Work instruction:
Below are some records. Print exactly the lines between the one holding "Target: dark shadow in water" and the one holding "line, e.g. (65,57).", inclusive, and nothing else.

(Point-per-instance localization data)
════════════════
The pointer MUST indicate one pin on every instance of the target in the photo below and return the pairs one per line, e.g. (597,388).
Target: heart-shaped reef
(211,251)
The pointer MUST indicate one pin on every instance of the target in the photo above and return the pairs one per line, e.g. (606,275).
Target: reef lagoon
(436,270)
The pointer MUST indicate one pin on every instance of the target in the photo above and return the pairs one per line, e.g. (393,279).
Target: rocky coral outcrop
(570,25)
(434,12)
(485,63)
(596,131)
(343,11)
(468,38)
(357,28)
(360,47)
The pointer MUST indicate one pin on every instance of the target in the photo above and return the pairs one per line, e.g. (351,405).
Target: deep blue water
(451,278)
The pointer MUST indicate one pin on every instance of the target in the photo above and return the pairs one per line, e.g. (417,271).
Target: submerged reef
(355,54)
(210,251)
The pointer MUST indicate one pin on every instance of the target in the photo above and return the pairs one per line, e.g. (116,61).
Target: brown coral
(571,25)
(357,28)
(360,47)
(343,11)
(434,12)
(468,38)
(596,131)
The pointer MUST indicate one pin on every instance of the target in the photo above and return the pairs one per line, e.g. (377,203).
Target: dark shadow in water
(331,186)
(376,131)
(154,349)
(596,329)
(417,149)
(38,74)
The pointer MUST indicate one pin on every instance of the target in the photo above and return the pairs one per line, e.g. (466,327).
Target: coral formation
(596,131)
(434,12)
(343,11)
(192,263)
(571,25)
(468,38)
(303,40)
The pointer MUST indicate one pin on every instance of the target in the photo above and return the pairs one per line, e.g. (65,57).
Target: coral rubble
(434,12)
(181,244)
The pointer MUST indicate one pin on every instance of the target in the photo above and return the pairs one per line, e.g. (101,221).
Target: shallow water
════════════════
Response:
Target: dark shadow in water
(331,186)
(376,131)
(154,349)
(596,329)
(417,149)
(38,74)
The pointer MUST indicate one pin on every instance of the target in the photo above and return the pairs one per line, e.g. (466,327).
Target: coral formation
(596,131)
(434,12)
(343,11)
(192,263)
(571,25)
(468,38)
(303,40)
The pointer MUST indicate one pin on every instance of the target in the photo above and return the pairs one per line, e.g. (65,57).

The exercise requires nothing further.